**Exercise prompt**
Repeat the material below word for word, leaving out nothing and changing nothing.

[Dataset excerpt]
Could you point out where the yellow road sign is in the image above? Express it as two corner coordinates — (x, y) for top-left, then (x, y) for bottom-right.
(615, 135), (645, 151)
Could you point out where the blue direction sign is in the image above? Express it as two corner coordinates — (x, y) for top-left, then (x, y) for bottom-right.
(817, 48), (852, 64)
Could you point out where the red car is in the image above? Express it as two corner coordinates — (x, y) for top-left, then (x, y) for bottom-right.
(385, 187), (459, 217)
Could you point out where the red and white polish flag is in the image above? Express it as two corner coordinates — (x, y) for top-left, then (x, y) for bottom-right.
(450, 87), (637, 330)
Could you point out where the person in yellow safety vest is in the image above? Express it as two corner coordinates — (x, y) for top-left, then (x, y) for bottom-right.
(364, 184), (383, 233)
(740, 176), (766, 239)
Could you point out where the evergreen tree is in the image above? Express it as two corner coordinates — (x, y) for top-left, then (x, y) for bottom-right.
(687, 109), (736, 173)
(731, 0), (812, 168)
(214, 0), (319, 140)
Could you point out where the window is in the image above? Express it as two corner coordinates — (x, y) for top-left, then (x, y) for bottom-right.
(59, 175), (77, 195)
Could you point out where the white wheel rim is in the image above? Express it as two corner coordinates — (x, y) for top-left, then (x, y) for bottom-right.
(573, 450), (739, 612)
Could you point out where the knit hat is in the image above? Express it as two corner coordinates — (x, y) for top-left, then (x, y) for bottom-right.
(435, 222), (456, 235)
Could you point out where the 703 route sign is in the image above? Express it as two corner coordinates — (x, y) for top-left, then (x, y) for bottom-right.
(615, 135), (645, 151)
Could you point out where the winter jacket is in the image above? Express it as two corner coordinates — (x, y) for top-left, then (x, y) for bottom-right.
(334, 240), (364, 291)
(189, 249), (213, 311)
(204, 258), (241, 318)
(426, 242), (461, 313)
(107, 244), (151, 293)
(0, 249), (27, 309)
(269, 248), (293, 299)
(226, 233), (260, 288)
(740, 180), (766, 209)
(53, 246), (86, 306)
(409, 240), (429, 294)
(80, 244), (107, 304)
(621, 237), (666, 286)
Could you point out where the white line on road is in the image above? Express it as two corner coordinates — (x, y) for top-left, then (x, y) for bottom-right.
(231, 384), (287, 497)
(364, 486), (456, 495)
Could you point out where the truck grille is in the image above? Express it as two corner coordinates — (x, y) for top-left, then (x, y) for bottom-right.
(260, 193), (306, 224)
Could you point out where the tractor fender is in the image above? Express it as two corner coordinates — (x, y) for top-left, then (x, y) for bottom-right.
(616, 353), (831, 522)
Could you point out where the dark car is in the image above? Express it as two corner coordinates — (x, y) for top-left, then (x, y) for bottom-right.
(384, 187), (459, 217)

**Result for this task**
Could you point out where the yellow road sign is in the image above? Express it as two corner coordinates — (x, y) for top-left, then (x, y) for bottom-right.
(615, 135), (645, 151)
Could you point out where the blue direction sign is in the image above? Express it as two corner coordinates — (x, y) for top-left, then (x, y) for bottom-right.
(817, 48), (852, 64)
Could you point out where the red car is in the image above? Express it as two corner coordinates — (x, y) for top-left, then (x, y) for bottom-right.
(385, 187), (459, 217)
Could you point out where the red and white polish flag is in the image above? Express it as two corner coordinates — (x, y) for top-left, then (x, y) for bottom-right.
(450, 87), (637, 330)
Could you point out where the person in yellow safety vest is in the image above? Express it as two corner coordinates — (x, y) for top-left, then (x, y) for bottom-right.
(364, 184), (383, 233)
(740, 176), (766, 239)
Could you point out where the evergreen tree is in the image above? Express it as two corner coordinates — (x, y) for top-left, then (x, y) for bottom-right.
(687, 109), (736, 173)
(731, 0), (812, 168)
(214, 0), (319, 140)
Could you point out where the window is in the image above? Express it as two corner coordinates — (x, y) for top-left, then (x, y) for bottom-right.
(59, 175), (77, 195)
Could you point out where the white wheel rim is in the image above? Express it as two corner coordinates — (x, y) for top-left, then (x, y) for bottom-right.
(573, 450), (739, 612)
Could you point out where the knit hat is in the image above? Express it as two corner coordinates — (x, y) for top-left, then (x, y) for bottom-right.
(435, 222), (456, 235)
Could you point out where the 703 route sign is in the image above? Express it as two corner coordinates — (x, y) for top-left, then (x, y) for bottom-right.
(615, 135), (645, 151)
Could you point out where the winter jacket is in the image above? Express it as two corner coordinates — (x, y) for top-left, then (x, y) for bottom-right.
(334, 240), (364, 291)
(189, 249), (213, 311)
(204, 258), (241, 318)
(426, 242), (461, 313)
(107, 244), (151, 293)
(0, 249), (27, 309)
(269, 248), (293, 299)
(226, 233), (260, 288)
(740, 180), (766, 209)
(53, 246), (86, 306)
(409, 240), (429, 294)
(80, 244), (107, 304)
(621, 237), (666, 286)
Could you point out where the white line on road is in the image above? Express it as two corner coordinates — (x, y) for top-left, then (x, y) for bottom-right.
(231, 384), (287, 497)
(364, 486), (456, 495)
Could you point out where the truck grille is in the image above? Express it as two corner coordinates — (x, y) for top-left, then (x, y) for bottom-right.
(260, 193), (306, 224)
Could you point out where the tractor fender is in the image above? Express it as two corner coordinates — (x, y) for top-left, then (x, y) for bottom-right.
(616, 353), (831, 522)
Could you point out where the dark car is in the image above? Express it as two corner coordinates — (x, y) for top-left, then (x, y) for bottom-right.
(384, 187), (459, 217)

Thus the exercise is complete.